• PAGE TEXT:
▼

Note: First posted on Blogger on June 3, 2006
Unfolding the Map
Welcome Littourati! At right is the latest screenshot of Sal Paradise's journey map, in which two new points have been added. Click the map to go to it. A couple of changes have been made to the map that you should be aware of. First, the map has changed. I have made the switch from the Google Maps API version 1 to version 2. This means a couple of things. First, the map should work now in earlier versions of Firefox, however, it may not work properly in Safari as version 2 does not fully integrate with that browser. The other thing that will happen is that as I learn version 2 more completely, the markers will change -- I hope to color code them to indicate various things, like whether Sal stopped or just passed through, and if he stopped for a longer time. That's right, as I learn I'm taking you along for the ride!
Book Quote
"If you drop a rose in the Hudson River at its mysterious source in the Adirondacks, think of all the places it journeys by as it goes out to sea forever - think of that wonderful Hudson Valley. I started hitchiking up the thing."

▲

• JOB 1: Write out again the part of the records that opens with the line containing "</instance>" and runs through the end of the records, substituting "coarse mask" for "rough mask" and leaving everything else unchanged.

Data excerpts
▼

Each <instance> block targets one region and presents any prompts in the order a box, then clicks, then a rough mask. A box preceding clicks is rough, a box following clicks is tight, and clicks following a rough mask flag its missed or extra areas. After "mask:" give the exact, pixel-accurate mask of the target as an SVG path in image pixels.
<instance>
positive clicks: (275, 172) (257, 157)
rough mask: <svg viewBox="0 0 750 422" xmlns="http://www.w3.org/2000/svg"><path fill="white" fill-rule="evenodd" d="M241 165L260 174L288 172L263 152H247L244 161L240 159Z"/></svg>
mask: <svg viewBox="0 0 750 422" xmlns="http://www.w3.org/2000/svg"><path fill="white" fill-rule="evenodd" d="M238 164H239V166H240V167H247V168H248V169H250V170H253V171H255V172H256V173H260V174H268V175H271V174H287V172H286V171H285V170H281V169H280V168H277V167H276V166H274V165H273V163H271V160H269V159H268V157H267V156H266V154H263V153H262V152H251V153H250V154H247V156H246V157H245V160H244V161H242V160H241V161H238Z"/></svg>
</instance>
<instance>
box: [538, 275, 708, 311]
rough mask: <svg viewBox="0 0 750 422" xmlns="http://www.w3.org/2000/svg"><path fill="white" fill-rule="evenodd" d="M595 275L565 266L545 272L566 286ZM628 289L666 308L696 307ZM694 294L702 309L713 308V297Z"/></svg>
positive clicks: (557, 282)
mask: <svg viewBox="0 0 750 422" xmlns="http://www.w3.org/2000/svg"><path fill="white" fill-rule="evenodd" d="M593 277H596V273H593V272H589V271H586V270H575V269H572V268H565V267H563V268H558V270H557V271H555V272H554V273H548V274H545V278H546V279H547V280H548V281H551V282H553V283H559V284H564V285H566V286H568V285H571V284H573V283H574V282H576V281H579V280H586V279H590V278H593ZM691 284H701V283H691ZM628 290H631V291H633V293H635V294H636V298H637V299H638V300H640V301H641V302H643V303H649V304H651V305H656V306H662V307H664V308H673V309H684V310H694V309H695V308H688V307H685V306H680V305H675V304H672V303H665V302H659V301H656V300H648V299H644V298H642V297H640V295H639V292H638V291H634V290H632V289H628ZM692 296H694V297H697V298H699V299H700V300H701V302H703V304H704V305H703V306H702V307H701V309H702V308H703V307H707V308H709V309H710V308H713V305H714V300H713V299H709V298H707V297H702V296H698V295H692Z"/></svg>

▲

• JOB 2:
Answer these questions about the blog post, one per line:
(a) Which version of the Google Maps API does the map now use?
(b) In which browser may the map not work properly?
(c) According to the book quote, where is the mysterious source of the Hudson River?

• ANSWER BOX 1:
</instance>
<instance>
box: [538, 275, 708, 311]
coarse mask: <svg viewBox="0 0 750 422" xmlns="http://www.w3.org/2000/svg"><path fill="white" fill-rule="evenodd" d="M595 275L565 266L545 272L566 286ZM628 289L666 308L696 307ZM694 294L702 309L713 308V297Z"/></svg>
positive clicks: (557, 282)
mask: <svg viewBox="0 0 750 422" xmlns="http://www.w3.org/2000/svg"><path fill="white" fill-rule="evenodd" d="M593 277H596V273H593V272H589V271H586V270H575V269H572V268H565V267H563V268H558V270H557V271H555V272H554V273H548V274H545V278H546V279H547V280H548V281H551V282H553V283H559V284H564V285H566V286H568V285H571V284H573V283H574V282H576V281H579V280H586V279H590V278H593ZM691 284H701V283H691ZM628 290H631V291H633V293H635V294H636V298H637V299H638V300H640V301H641V302H643V303H649V304H651V305H656V306H662V307H664V308H673V309H684V310H694V309H695V308H688V307H685V306H680V305H675V304H672V303H665V302H659V301H656V300H648V299H644V298H642V297H640V295H639V292H638V291H634V290H632V289H628ZM692 296H694V297H697V298H699V299H700V300H701V302H703V304H704V305H703V306H702V307H701V309H702V308H703V307H707V308H709V309H710V308H713V305H714V300H713V299H709V298H707V297H702V296H698V295H692Z"/></svg>

• ANSWER BOX 2:
(a) Version 2
(b) Safari
(c) In the Adirondacks